§ TASK TO CARRY OUT:
Nothing should be left out: write out the whole listing exactly.

§ DATA EXTRACTS:
◆ ◆ ◆

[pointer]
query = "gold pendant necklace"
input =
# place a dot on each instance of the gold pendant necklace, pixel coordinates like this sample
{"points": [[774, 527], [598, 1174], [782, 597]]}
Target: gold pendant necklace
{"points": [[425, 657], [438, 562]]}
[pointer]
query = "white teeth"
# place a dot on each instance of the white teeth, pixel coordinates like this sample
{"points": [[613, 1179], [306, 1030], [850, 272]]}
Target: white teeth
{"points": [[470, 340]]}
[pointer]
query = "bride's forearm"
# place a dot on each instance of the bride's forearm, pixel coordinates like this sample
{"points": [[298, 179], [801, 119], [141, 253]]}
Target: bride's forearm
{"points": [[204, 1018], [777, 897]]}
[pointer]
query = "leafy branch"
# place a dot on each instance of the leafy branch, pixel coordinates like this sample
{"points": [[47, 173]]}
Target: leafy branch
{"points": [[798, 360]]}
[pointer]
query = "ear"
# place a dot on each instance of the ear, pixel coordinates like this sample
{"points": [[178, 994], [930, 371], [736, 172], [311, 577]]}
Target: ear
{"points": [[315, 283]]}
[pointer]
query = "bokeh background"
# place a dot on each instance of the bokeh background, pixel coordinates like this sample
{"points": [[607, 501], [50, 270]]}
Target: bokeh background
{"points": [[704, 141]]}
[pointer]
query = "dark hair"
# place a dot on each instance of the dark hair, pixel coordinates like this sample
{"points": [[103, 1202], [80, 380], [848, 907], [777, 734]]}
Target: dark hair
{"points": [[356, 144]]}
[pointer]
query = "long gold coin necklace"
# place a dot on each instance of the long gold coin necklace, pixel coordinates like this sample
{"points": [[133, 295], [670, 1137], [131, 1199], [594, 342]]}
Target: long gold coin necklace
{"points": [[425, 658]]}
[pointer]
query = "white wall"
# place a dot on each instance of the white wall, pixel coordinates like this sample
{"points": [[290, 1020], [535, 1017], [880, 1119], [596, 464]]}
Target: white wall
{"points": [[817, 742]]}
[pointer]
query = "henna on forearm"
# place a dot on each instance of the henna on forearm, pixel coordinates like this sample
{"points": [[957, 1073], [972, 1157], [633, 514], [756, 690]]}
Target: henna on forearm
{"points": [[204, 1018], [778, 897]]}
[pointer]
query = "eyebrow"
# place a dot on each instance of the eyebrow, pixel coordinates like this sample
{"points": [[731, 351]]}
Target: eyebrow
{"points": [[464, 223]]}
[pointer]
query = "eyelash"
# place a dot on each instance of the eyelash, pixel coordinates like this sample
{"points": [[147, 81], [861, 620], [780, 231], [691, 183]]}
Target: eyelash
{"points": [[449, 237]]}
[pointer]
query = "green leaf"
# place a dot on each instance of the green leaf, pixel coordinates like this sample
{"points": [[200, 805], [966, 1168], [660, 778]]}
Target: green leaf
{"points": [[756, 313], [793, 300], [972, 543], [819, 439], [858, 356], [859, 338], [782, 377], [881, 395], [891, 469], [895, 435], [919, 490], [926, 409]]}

◆ ◆ ◆

§ ANSWER SPACE:
[pointer]
query = "gold pendant necklace"
input =
# place a dot on each instance of the gold pendant necklace, pixel coordinates like this sample
{"points": [[774, 527], [598, 1174], [782, 597]]}
Target: gold pendant necklace
{"points": [[425, 657], [438, 562]]}
[pointer]
query = "white teeth"
# place a dot on each instance of the white teeth, pixel coordinates like this sample
{"points": [[613, 1179], [306, 1030], [850, 272]]}
Target: white teeth
{"points": [[470, 340]]}
[pointer]
query = "bride's forearm"
# place a dot on each instance of the bride's forearm, pixel coordinates like this sample
{"points": [[298, 179], [801, 119], [141, 253]]}
Target: bride's forearm
{"points": [[204, 1018], [777, 897]]}
[pointer]
query = "leafy branch"
# place a dot on each instance of the leafy branch, pixel coordinates like this sample
{"points": [[47, 173]]}
Target: leafy branch
{"points": [[798, 360]]}
[pointer]
query = "ear"
# place a dot on each instance of the ear, pixel coordinates like this sample
{"points": [[178, 994], [930, 371], [736, 172], [311, 577]]}
Target: ear
{"points": [[315, 283]]}
[pointer]
query = "bokeh background"
# place a dot on each instance of the bokeh background, pixel coordinates like this sample
{"points": [[607, 501], [50, 270]]}
Target: bokeh background
{"points": [[704, 141]]}
[pointer]
query = "dark hair"
# place a dot on each instance of the dark hair, pixel coordinates like this sample
{"points": [[103, 1202], [80, 380], [848, 907], [777, 734]]}
Target: dark hair
{"points": [[356, 144]]}
[pointer]
query = "long gold coin necklace"
# place a dot on each instance of the long gold coin necklace, pixel coordinates like this sample
{"points": [[133, 295], [670, 1137], [131, 1199], [594, 342]]}
Target: long gold coin necklace
{"points": [[425, 658]]}
[pointer]
query = "white wall"
# place a dot on each instance of the white wall, pixel coordinates like this sample
{"points": [[290, 1020], [535, 1017], [880, 1119], [596, 464]]}
Target: white wall
{"points": [[817, 742]]}
[pointer]
query = "henna on forearm"
# place a dot on each instance of the henna on forearm, pixel coordinates like this sample
{"points": [[957, 1073], [972, 1157], [633, 514], [756, 690]]}
Target: henna on forearm
{"points": [[204, 1018], [778, 897]]}
[pointer]
query = "eyebrow"
# place a dot on each instance of the eyebrow, pixel coordinates like this sample
{"points": [[731, 351]]}
Target: eyebrow
{"points": [[464, 223]]}
[pointer]
query = "eyelash"
# place a dot on each instance of the eyelash, pixel coordinates like this sample
{"points": [[147, 81], [861, 620], [780, 231], [691, 183]]}
Target: eyelash
{"points": [[449, 237]]}
[pointer]
query = "green leaf"
# place a dot on each instance of the green leaf, pixel coordinates like this sample
{"points": [[200, 805], [966, 1168], [660, 778]]}
Target: green leaf
{"points": [[756, 313], [793, 300], [972, 543], [819, 439], [858, 356], [859, 338], [782, 377], [881, 395], [891, 469], [895, 435], [919, 490], [926, 409]]}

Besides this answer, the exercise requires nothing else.